### Selected excerpt
- - -

The attack ended when a Houston police officer and an agent with the Texas alcoholic beverage commission shot Moreno to death. Samuel – whose mother had brought him to the church – was struck in the head during the exchange of gunfire that killed Moreno. A 57-year-old man was also hit, in the hip.

Walli Carranza, the grandmother of Samuel Moreno-Carranza, said lax gun control allowed her former daughter-in-law to obtain a firearm. Photograph: Lekan Oyekanmi/AP

A hurricane of misinformation emerged from early reports about Moreno, but authorities have dispelled much of it. Officials acknowledged Moreno would use both male and female aliases, but they confirmed through interviews and past police reports that she identified as a woman rather than as trans.

Authorities learned, too, that Moreno kept antisemitic writings at her home, feuded with her Jewish former in-laws and had placed a Palestine sticker on the stock of the rifle she took to Lakewood church.

- - -

### Written request A
Based on the excerpt about the Lakewood church attack, state whether each statement agrees with it: (i) A 57-year-old man was hit in the hip. (ii) Officials confirmed that Moreno identified as trans. (iii) Samuel's father brought him to the church. Answer yes or no for each, quoting the words that decide it.
### Written request B
Reproduce everything in the Lakewood church excerpt from "Walli Carranza, the" down to "to Lakewood church.".

(Entries from a point annotation set)
- - -

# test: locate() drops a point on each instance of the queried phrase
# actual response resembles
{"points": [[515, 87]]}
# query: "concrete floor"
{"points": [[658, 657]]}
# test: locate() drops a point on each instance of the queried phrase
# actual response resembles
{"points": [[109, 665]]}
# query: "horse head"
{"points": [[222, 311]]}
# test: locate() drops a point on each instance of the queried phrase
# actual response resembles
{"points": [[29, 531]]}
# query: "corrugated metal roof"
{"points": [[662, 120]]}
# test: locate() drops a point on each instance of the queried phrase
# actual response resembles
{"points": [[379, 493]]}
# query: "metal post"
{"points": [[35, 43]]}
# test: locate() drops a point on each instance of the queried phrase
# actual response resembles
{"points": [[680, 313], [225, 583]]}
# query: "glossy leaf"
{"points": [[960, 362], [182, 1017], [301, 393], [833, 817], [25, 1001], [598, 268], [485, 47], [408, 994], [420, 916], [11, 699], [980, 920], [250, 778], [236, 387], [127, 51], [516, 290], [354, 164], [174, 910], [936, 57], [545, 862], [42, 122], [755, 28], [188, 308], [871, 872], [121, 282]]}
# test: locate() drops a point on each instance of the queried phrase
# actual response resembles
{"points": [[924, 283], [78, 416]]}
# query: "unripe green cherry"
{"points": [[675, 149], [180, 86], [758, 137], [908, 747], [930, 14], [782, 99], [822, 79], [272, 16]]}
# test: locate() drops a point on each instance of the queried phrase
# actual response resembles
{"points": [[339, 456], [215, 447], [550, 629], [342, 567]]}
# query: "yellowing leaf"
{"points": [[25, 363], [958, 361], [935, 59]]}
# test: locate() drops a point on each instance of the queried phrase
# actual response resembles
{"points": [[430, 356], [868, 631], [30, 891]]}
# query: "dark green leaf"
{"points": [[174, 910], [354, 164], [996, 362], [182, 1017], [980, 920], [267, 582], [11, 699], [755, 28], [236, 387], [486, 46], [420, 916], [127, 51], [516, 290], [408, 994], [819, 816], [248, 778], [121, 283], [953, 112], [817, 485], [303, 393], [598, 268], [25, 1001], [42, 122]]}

- - -

### Answer A
(i) Yes: "A 57-year-old man was also hit, in the hip."
(ii) No: "she identified as a woman rather than as trans."
(iii) No: "whose mother had brought him to the church"

### Answer B
Walli Carranza, the grandmother of Samuel Moreno-Carranza, said lax gun control allowed her former daughter-in-law to obtain a firearm. Photograph: Lekan Oyekanmi/AP

A hurricane of misinformation emerged from early reports about Moreno, but authorities have dispelled much of it. Officials acknowledged Moreno would use both male and female aliases, but they confirmed through interviews and past police reports that she identified as a woman rather than as trans.

Authorities learned, too, that Moreno kept antisemitic writings at her home, feuded with her Jewish former in-laws and had placed a Palestine sticker on the stock of the rifle she took to Lakewood church.